What to work on:
Render every line of the data below as a numbered list, omitting blank lines.

Supplied records:
***
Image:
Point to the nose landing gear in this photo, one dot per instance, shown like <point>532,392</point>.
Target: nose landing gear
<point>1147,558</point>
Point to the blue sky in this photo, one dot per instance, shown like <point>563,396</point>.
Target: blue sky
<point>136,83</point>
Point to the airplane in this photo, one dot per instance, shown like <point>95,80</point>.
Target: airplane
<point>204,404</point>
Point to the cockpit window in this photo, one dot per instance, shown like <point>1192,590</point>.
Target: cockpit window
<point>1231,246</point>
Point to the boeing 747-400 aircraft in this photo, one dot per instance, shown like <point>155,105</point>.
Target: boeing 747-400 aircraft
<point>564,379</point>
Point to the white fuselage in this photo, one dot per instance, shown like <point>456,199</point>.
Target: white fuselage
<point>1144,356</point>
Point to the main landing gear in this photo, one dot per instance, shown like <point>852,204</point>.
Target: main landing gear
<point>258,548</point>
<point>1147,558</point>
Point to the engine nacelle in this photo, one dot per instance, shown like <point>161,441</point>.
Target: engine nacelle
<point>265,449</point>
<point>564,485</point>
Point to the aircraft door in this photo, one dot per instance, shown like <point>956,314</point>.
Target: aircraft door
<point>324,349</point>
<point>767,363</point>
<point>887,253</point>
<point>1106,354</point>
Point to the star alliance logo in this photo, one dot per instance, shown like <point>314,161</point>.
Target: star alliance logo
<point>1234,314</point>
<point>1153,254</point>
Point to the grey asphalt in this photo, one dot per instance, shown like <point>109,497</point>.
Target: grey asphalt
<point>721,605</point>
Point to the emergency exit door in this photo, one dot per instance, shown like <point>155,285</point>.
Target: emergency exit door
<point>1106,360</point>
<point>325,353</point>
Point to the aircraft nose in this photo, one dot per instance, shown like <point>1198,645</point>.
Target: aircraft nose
***
Reply to the task:
1. Image:
2. Point to the nose landing gear in this photo, one dot per instance, shown like <point>532,392</point>.
3. Target: nose landing gear
4. <point>1147,558</point>
5. Point to the blue sky in this photo, one dot per instance, shown like <point>563,396</point>.
6. Target: blue sky
7. <point>136,83</point>
8. Point to the airplane in this photo, one dot per instance, shown like <point>95,80</point>.
9. Target: airplane
10. <point>204,404</point>
11. Point to the cockpit window in this photo, one dot per instance, shown like <point>1192,590</point>.
12. Target: cockpit window
13. <point>1231,246</point>
14. Point to the boeing 747-400 aircraft in this photo, one dot per instance, shown like <point>155,105</point>.
15. Target: boeing 747-400 aircraft
16. <point>564,379</point>
17. Point to the white fuselage in this photo, one dot per instance, shown like <point>456,199</point>.
18. Target: white fuselage
19. <point>1144,356</point>
20. Point to the main landing gear in this photo, one dot per instance, shown like <point>852,204</point>.
21. Target: main landing gear
22. <point>258,548</point>
23. <point>1147,558</point>
24. Point to the engine nacelle in this photo, one dot per instance, shown like <point>161,441</point>.
25. Target: engine nacelle
26. <point>265,449</point>
27. <point>564,485</point>
28. Point to the aircraft door in this photo, one dot per instance, shown like <point>956,314</point>.
29. Target: aircraft door
30. <point>324,349</point>
31. <point>767,363</point>
32. <point>887,253</point>
33. <point>1106,354</point>
34. Point to the star alliance logo in this photo, one dot per instance, shown like <point>314,161</point>.
35. Target: star alliance logo
36. <point>1234,314</point>
37. <point>1153,254</point>
38. Point to the grey asphalt in this photo, one dot per instance, shown like <point>109,497</point>.
39. Target: grey asphalt
40. <point>721,605</point>
41. Point to the emergency exit door in this photo, one dot per instance, shown like <point>155,285</point>.
42. Target: emergency exit door
43. <point>1106,360</point>
44. <point>325,353</point>
45. Point to the aircraft nose in this photo, one dot per instance, shown like <point>1198,645</point>.
46. Target: aircraft nose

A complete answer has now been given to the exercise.